▸ WHAT IS BEING ASKED: Only those lines running from the start of the listing below through the line that holds "pixel 707 360" are to be written out, exactly and in full.

:: ENTRIES PROVIDED ::

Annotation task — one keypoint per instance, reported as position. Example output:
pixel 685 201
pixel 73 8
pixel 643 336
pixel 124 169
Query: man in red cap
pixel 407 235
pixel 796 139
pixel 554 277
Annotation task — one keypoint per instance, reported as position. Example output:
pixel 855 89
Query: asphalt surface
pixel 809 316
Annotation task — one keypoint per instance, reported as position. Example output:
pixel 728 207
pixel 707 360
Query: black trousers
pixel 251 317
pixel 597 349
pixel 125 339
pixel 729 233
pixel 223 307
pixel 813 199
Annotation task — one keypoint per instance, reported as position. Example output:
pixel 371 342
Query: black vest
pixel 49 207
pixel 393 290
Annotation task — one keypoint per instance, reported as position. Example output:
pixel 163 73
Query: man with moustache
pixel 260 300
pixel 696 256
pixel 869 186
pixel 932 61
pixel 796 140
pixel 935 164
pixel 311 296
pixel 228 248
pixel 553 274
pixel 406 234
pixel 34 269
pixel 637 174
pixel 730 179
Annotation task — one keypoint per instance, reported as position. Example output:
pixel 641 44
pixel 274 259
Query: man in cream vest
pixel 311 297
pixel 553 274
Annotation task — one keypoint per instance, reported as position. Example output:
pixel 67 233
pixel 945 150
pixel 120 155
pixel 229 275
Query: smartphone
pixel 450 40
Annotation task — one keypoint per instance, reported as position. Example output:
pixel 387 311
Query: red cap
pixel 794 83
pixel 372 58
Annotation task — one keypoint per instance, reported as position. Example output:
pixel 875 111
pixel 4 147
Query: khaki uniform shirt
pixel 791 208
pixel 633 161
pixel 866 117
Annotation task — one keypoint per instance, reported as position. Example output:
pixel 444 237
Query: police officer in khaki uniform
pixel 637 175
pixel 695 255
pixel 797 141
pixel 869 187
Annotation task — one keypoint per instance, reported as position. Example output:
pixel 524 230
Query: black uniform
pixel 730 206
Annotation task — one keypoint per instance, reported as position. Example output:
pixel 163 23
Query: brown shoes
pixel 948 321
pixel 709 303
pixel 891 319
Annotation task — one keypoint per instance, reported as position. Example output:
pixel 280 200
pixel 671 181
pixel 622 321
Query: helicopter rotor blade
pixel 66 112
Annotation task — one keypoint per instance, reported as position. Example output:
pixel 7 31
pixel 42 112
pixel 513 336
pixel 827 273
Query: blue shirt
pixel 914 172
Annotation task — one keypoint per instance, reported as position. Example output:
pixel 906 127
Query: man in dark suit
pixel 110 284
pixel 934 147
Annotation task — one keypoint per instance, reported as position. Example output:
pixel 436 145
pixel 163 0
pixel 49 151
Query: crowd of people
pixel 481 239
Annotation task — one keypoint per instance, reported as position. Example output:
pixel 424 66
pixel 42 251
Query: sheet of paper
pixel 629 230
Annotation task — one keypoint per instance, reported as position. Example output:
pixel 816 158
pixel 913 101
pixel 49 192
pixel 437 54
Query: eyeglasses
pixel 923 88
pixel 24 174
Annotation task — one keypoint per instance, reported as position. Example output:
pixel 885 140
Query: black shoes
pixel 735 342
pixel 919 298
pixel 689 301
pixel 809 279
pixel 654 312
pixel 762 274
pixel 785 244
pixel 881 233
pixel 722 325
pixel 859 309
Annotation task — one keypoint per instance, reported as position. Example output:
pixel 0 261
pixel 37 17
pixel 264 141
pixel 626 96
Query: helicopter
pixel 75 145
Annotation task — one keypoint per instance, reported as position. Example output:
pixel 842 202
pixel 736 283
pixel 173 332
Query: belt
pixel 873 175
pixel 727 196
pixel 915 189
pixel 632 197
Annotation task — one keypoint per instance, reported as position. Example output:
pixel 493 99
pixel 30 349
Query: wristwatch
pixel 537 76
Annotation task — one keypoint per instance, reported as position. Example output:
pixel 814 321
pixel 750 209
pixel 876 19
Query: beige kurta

:::

▸ SOLUTION BELOW:
Annotation task — one keypoint per instance, reported as position. Example output:
pixel 685 201
pixel 73 8
pixel 643 336
pixel 124 169
Query: man in red cap
pixel 407 235
pixel 796 139
pixel 554 277
Annotation task — one keypoint per instance, reported as position. Example output:
pixel 855 89
Query: asphalt surface
pixel 809 316
Annotation task — one keypoint per instance, reported as position. Example output:
pixel 728 207
pixel 707 360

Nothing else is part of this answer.